◆ Text block
================================
Sobriety & Isolation
I began this writing a few weeks ago and have filled it in to update.
Finally, I was able to speak to a VA counselor this week, and one of the first things I told her was a brief summary of Worst VA Doctor Experience. (The following day, I received a phone call informing me of my new primary care physician.) During the counselor’s standard questioning, she determined I scored much lower on anxiety than previously (thanks to medical marijuana!) and very high on depression. We discussed how my physical conditions limiting me affects depression, one thing spiraling into another. In the meantime, I’m just sitting in limbo with unknown health conditions or solutions that make my life hell.
A few things have changed since originally writing this: I have to see an immunologist, because I have an immune deficiency which appears to be genetic. This would explain why I’m always prone to upper respiratory and digestive issues. Since I am feeling slightly better physically, I managed to get out of the house three days in a row, which is more days in a row since June. I’ve been exhausted ever since.
As I feel better physically, my thinking is clearer, and I am feeling better mentally. But that can sometimes change, because of my physical symptoms.
However, things are constantly changing.
Some lab results went to my negligent, abusive previous doctor. She signed the results last Friday without ever bothering to inform me that I have E. coli, which could potentially kill me if left untreated, especially with having an immune deficiency and GI issues. I discovered this on my own while looking at medical records over the weekend. Otherwise, I believe no one would have ever informed me. I didn’t even receive a letter, which is standard procedure.
What’s worse is knowing that the VA will do nothing about this horrible ratched doctor, and she will continue to work with veterans without a care in the world about what actually happens to them.
I’ve created my own safe world within my four walls.
While I still do very much enjoy one-on-one company or a few friends at a small gathering, it’s rare. Solitude has taught me who I can trust and call a friend, and I’m happy to say I do still have some. But not all of them are good listeners, which makes it difficult for me to want to be with. Being as isolated as I’ve been, when I’m around other people, I would like to talk. It’s the only chance I get.
People annoy me when drinking, so I’m becoming more and more selective about who I choose to spend time. Three or four times this year, I have attempted spending time with friends who ended up too wasted to even have a conversation. While I’m pretty sure these things happened when I was drinking, the alcohol helped to tolerate and forget about it. Now I have zero tolerance, and I’m not forgetting.
Maybe I was expecting too much from sobriety, but one thing for certain is expecting to feel better, at least happier.
================================
◆ Problems to solve
[1] Retype the passage of the essay on sobriety and isolation that begins at the words "Finally, I was" and stops after the words "my life hell.".
[2] Extend the essay on sobriety and isolation with new writing that picks up after its final sentence.
The lines that come next are separate material and are not part of the essay on sobriety and isolation.

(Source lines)
================================
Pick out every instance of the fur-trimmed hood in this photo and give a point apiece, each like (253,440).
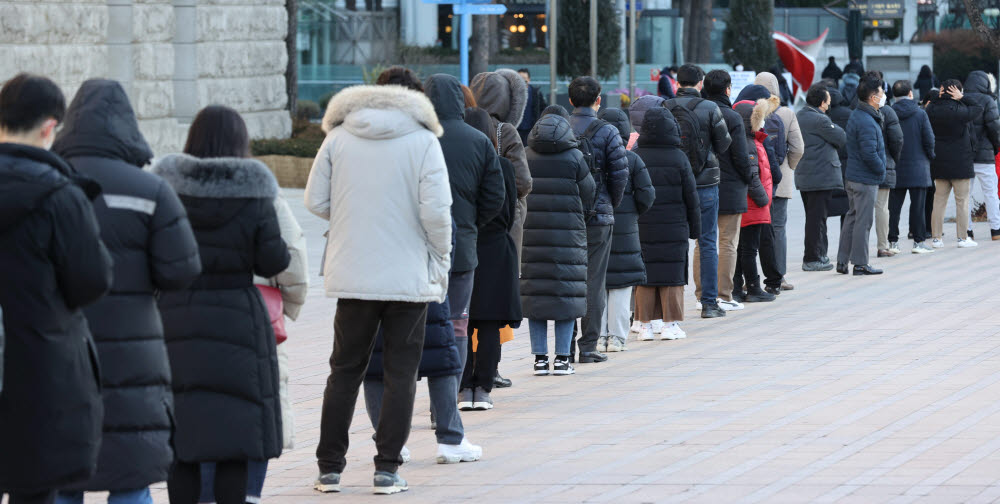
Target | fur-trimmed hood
(502,93)
(221,178)
(381,112)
================================
◆ Task-by-task results
[1]
Finally, I was able to speak to a VA counselor this week, and one of the first things I told her was a brief summary of Worst VA Doctor Experience. (The following day, I received a phone call informing me of my new primary care physician.) During the counselor’s standard questioning, she determined I scored much lower on anxiety than previously (thanks to medical marijuana!) and very high on depression. We discussed how my physical conditions limiting me affects depression, one thing spiraling into another. In the meantime, I’m just sitting in limbo with unknown health conditions or solutions that make my life hell.

[2]
I feel worse physically than I ever have, and being unable to live a normal life just sucks all the way around. Perhaps once these undiagnosed health issues are resolved, I’ll be able to fully encompass the feeling of sobriety. In the meantime, I’m fucking miserable and stuck, unable to make my life any better. I can only try my best to make myself comfortable – which is literally a job in itself. I spend most days dealing with these issues for hours, making accomplishing things nearly impossible.
Spending enough time in solitude without any influences, especially eliminating or drastically reducing time on social media, forces me do a lot of thinking. Too much thinking.
I’m attempting to put these anxious thoughts onto paper, but sometimes it’s a slow process. Hence, the reason why it took three weeks to write this. Most times, my thoughts come when I can’t stop and write them down – like when I’m cleaning or driving. When everything and everyone else around me is turned off, the realization that my mind doesn’t ever stop is exhausting, and so I drown out my brain with tv as background noise or music so I don’t have to listen.
Although I’m alone, sometimes my neighbors annoy me by being too close. Particularly when I’m working on something, having someone piddling around me is a distraction that can set me back or completely wipe out of the creative zone. This happens so often lately, I’ve been hiding inside with the blinds shut just so I can concentrate. But often, it’s too late, and my creative zone is gone for the moment.
Part of depression comes with knowing reality sucks.
Working through emotional pain can be an excruciating process during sobriety. It’s uncomfortable. Alternatively, seeing what alcohol blinded me from, how bad my decisions were, when it came to allowing people in my life that I would never have given the time of day otherwise. Now I see that even two drinks clouded my judgement and lowered my inhibitions.
And now I must live with those mistakes, but I am haunted by them. Some of those mistakes have been resurfacing lately.